The answer is to be an exact copy of the lines below running from the line with "Query: curb" down to the line with "Query: runner", both ends included, and nothing more.

-- Source data follows --

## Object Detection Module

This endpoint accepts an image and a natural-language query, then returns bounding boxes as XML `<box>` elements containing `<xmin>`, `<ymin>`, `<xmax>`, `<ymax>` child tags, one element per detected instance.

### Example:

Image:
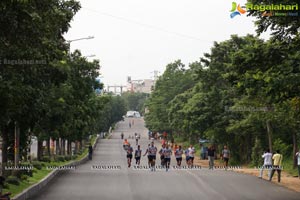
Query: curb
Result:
<box><xmin>12</xmin><ymin>136</ymin><xmax>100</xmax><ymax>200</ymax></box>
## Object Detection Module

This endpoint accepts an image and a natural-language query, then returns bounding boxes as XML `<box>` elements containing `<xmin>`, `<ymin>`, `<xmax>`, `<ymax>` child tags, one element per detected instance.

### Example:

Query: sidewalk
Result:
<box><xmin>193</xmin><ymin>157</ymin><xmax>300</xmax><ymax>192</ymax></box>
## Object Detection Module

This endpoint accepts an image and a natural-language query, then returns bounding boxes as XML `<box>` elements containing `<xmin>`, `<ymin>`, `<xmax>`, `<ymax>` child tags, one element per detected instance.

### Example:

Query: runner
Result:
<box><xmin>135</xmin><ymin>134</ymin><xmax>139</xmax><ymax>145</ymax></box>
<box><xmin>185</xmin><ymin>148</ymin><xmax>190</xmax><ymax>165</ymax></box>
<box><xmin>148</xmin><ymin>131</ymin><xmax>152</xmax><ymax>140</ymax></box>
<box><xmin>144</xmin><ymin>141</ymin><xmax>157</xmax><ymax>171</ymax></box>
<box><xmin>159</xmin><ymin>144</ymin><xmax>166</xmax><ymax>168</ymax></box>
<box><xmin>175</xmin><ymin>145</ymin><xmax>183</xmax><ymax>167</ymax></box>
<box><xmin>121</xmin><ymin>132</ymin><xmax>124</xmax><ymax>139</ymax></box>
<box><xmin>126</xmin><ymin>143</ymin><xmax>133</xmax><ymax>168</ymax></box>
<box><xmin>123</xmin><ymin>139</ymin><xmax>129</xmax><ymax>150</ymax></box>
<box><xmin>143</xmin><ymin>144</ymin><xmax>151</xmax><ymax>168</ymax></box>
<box><xmin>258</xmin><ymin>149</ymin><xmax>272</xmax><ymax>179</ymax></box>
<box><xmin>163</xmin><ymin>144</ymin><xmax>172</xmax><ymax>171</ymax></box>
<box><xmin>188</xmin><ymin>145</ymin><xmax>195</xmax><ymax>167</ymax></box>
<box><xmin>135</xmin><ymin>145</ymin><xmax>142</xmax><ymax>166</ymax></box>
<box><xmin>296</xmin><ymin>149</ymin><xmax>300</xmax><ymax>179</ymax></box>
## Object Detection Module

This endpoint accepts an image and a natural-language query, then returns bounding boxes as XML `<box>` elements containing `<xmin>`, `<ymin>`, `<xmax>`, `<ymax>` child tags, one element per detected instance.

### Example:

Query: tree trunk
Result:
<box><xmin>56</xmin><ymin>139</ymin><xmax>60</xmax><ymax>155</ymax></box>
<box><xmin>46</xmin><ymin>139</ymin><xmax>50</xmax><ymax>157</ymax></box>
<box><xmin>2</xmin><ymin>126</ymin><xmax>9</xmax><ymax>176</ymax></box>
<box><xmin>266</xmin><ymin>120</ymin><xmax>273</xmax><ymax>153</ymax></box>
<box><xmin>62</xmin><ymin>139</ymin><xmax>65</xmax><ymax>155</ymax></box>
<box><xmin>292</xmin><ymin>131</ymin><xmax>297</xmax><ymax>168</ymax></box>
<box><xmin>79</xmin><ymin>140</ymin><xmax>83</xmax><ymax>152</ymax></box>
<box><xmin>37</xmin><ymin>140</ymin><xmax>43</xmax><ymax>161</ymax></box>
<box><xmin>67</xmin><ymin>140</ymin><xmax>71</xmax><ymax>155</ymax></box>
<box><xmin>14</xmin><ymin>122</ymin><xmax>20</xmax><ymax>167</ymax></box>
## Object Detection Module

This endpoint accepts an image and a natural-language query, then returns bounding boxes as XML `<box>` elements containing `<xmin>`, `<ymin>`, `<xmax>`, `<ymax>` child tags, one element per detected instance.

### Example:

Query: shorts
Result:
<box><xmin>186</xmin><ymin>156</ymin><xmax>190</xmax><ymax>161</ymax></box>
<box><xmin>135</xmin><ymin>156</ymin><xmax>141</xmax><ymax>161</ymax></box>
<box><xmin>149</xmin><ymin>155</ymin><xmax>156</xmax><ymax>162</ymax></box>
<box><xmin>176</xmin><ymin>157</ymin><xmax>182</xmax><ymax>162</ymax></box>
<box><xmin>127</xmin><ymin>154</ymin><xmax>133</xmax><ymax>159</ymax></box>
<box><xmin>160</xmin><ymin>155</ymin><xmax>165</xmax><ymax>160</ymax></box>
<box><xmin>223</xmin><ymin>157</ymin><xmax>229</xmax><ymax>162</ymax></box>
<box><xmin>164</xmin><ymin>158</ymin><xmax>171</xmax><ymax>163</ymax></box>
<box><xmin>189</xmin><ymin>157</ymin><xmax>194</xmax><ymax>162</ymax></box>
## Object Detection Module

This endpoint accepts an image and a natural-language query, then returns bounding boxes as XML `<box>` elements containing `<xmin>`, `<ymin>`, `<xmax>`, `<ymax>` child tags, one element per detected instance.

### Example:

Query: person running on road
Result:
<box><xmin>175</xmin><ymin>145</ymin><xmax>183</xmax><ymax>167</ymax></box>
<box><xmin>163</xmin><ymin>144</ymin><xmax>172</xmax><ymax>171</ymax></box>
<box><xmin>144</xmin><ymin>141</ymin><xmax>157</xmax><ymax>171</ymax></box>
<box><xmin>159</xmin><ymin>144</ymin><xmax>166</xmax><ymax>168</ymax></box>
<box><xmin>188</xmin><ymin>145</ymin><xmax>195</xmax><ymax>167</ymax></box>
<box><xmin>143</xmin><ymin>144</ymin><xmax>151</xmax><ymax>167</ymax></box>
<box><xmin>123</xmin><ymin>139</ymin><xmax>129</xmax><ymax>150</ymax></box>
<box><xmin>296</xmin><ymin>149</ymin><xmax>300</xmax><ymax>179</ymax></box>
<box><xmin>185</xmin><ymin>148</ymin><xmax>190</xmax><ymax>165</ymax></box>
<box><xmin>135</xmin><ymin>145</ymin><xmax>142</xmax><ymax>165</ymax></box>
<box><xmin>121</xmin><ymin>132</ymin><xmax>124</xmax><ymax>139</ymax></box>
<box><xmin>135</xmin><ymin>134</ymin><xmax>139</xmax><ymax>145</ymax></box>
<box><xmin>259</xmin><ymin>149</ymin><xmax>272</xmax><ymax>179</ymax></box>
<box><xmin>269</xmin><ymin>150</ymin><xmax>283</xmax><ymax>183</ymax></box>
<box><xmin>126</xmin><ymin>143</ymin><xmax>133</xmax><ymax>168</ymax></box>
<box><xmin>221</xmin><ymin>145</ymin><xmax>230</xmax><ymax>170</ymax></box>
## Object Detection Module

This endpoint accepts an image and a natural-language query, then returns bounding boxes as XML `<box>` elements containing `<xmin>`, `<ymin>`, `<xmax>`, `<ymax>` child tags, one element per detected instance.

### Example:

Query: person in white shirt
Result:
<box><xmin>163</xmin><ymin>145</ymin><xmax>172</xmax><ymax>171</ymax></box>
<box><xmin>188</xmin><ymin>145</ymin><xmax>195</xmax><ymax>166</ymax></box>
<box><xmin>259</xmin><ymin>149</ymin><xmax>273</xmax><ymax>179</ymax></box>
<box><xmin>296</xmin><ymin>150</ymin><xmax>300</xmax><ymax>179</ymax></box>
<box><xmin>175</xmin><ymin>145</ymin><xmax>183</xmax><ymax>167</ymax></box>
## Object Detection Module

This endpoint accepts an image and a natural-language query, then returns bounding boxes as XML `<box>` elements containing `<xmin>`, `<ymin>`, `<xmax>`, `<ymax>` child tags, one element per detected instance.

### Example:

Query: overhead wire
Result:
<box><xmin>82</xmin><ymin>7</ymin><xmax>212</xmax><ymax>43</ymax></box>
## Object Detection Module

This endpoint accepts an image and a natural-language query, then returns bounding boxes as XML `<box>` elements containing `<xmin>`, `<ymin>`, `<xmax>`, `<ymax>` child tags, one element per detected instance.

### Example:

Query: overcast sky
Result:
<box><xmin>65</xmin><ymin>0</ymin><xmax>268</xmax><ymax>86</ymax></box>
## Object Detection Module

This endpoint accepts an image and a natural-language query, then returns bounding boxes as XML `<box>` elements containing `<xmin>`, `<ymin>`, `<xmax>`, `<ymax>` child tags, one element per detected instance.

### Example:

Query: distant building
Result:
<box><xmin>127</xmin><ymin>77</ymin><xmax>155</xmax><ymax>93</ymax></box>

-- Source data concluded --

__Solution for this exercise__
Query: curb
Result:
<box><xmin>12</xmin><ymin>136</ymin><xmax>100</xmax><ymax>200</ymax></box>
## Object Detection Module

This endpoint accepts an image and a natural-language query, then returns bounding boxes as XML `<box>` elements containing `<xmin>`, `<ymin>`, `<xmax>`, `<ymax>` child tags, one element per detected instance.

### Example:

Query: sidewalk
Result:
<box><xmin>193</xmin><ymin>157</ymin><xmax>300</xmax><ymax>192</ymax></box>
## Object Detection Module

This endpoint accepts an image and a natural-language query, then returns bounding boxes as XML `<box>` elements containing `<xmin>`, `<ymin>`, `<xmax>`, `<ymax>` child tags, one element per detected instance.

### Example:

Query: runner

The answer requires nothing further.